Desmond Green (born October 11, 1989) is an American mixed martial artist who competed in the lightweight division for Ultimate Fighting Championship. Green is the current BYB Extreme Bare Knuckle Middleweight and Police Gazette Diamond Belt champion.

Background
Green wrestled at Rush–Henrietta High School, where he won a state championship. He later wrestled at University at Buffalo, where he worked towards a major degree in social sciences. He was removed from the wrestling team after he tested positive for marijuana. Green was a Mid-American Conference Champion and three-time Division 1 NCAA Qualifier.

Green also worked part-time at Walmart as a cashier before signing a contract with Bellator MMA.

Green has three children: two daughters named Tsajelia, Dahlia and a son named Desmond Jr.

Mixed martial arts career

Early career
Green started his professional career in 2012. He fought mainly for northeastern American promotions.  In the first year of his career, he amassed a record of 8 wins and 1 loss.

* [Work item]
Continue the biography of Desmond Green, starting immediately after its final sentence.

* [Entries shown]
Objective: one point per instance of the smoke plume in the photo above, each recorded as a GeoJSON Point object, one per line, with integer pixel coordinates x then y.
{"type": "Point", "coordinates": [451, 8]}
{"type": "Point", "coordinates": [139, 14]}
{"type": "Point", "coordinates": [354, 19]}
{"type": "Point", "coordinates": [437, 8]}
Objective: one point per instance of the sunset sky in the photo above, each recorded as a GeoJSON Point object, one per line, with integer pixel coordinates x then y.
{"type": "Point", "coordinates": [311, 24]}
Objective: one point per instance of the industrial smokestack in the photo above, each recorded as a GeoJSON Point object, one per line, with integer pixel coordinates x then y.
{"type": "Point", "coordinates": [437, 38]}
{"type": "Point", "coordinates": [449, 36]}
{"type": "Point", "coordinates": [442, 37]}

* * *

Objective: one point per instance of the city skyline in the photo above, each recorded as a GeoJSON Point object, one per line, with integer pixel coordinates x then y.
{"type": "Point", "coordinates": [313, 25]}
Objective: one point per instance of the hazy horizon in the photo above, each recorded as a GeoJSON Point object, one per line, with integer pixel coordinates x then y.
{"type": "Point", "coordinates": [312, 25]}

* [Answer area]
Early in 2013, shortly after winning the New England Fights lightweight title with his TKO victory over UFC veteran Henry Martinez, Green signed with Bellator MMA to fight in the featherweight tournament.

Bellator MMA
Green made his promotional debut against Fabrício Guerreiro on September 13, 2013, at Bellator 99 in the quarterfinal match of Bellator season nine featherweight tournament. He lost via unanimous decision.

Green faced Angelo Sanchez on October 25, 2013, at Bellator 105. He won via TKO at 1:04 of round two after the doctor stated Sanchez was unable to continue.

Green faced Mike Richman on February 28, 2014, at Bellator 110 in the quarterfinal match of Bellator season ten featherweight tournament. He won the fight via unanimous decision.  In the semifinals, he faced Will Martinez at Bellator 114 on March 28, 2014.  Green again won the fight via unanimous decision. Green faced Daniel Weichel in the tournament final at Bellator 119.  He lost the fight via submission in the second round.

Green was released from the promotion, along with several others, on August 26, 2014.

Titan Fighting Championship
In early September 2014, it was announced that Green had signed a contract with Titan Fighting Championship.  He made his debut on October 31, 2014, in the main event at Titan FC 31 against Miguel Torres.  Green won the fight via knockout in the first round.

Green next faced UFC veteran Steven Siler on December 19, 2014, at Titan FC 32 for the vacant Titan FC Featherweight Championship.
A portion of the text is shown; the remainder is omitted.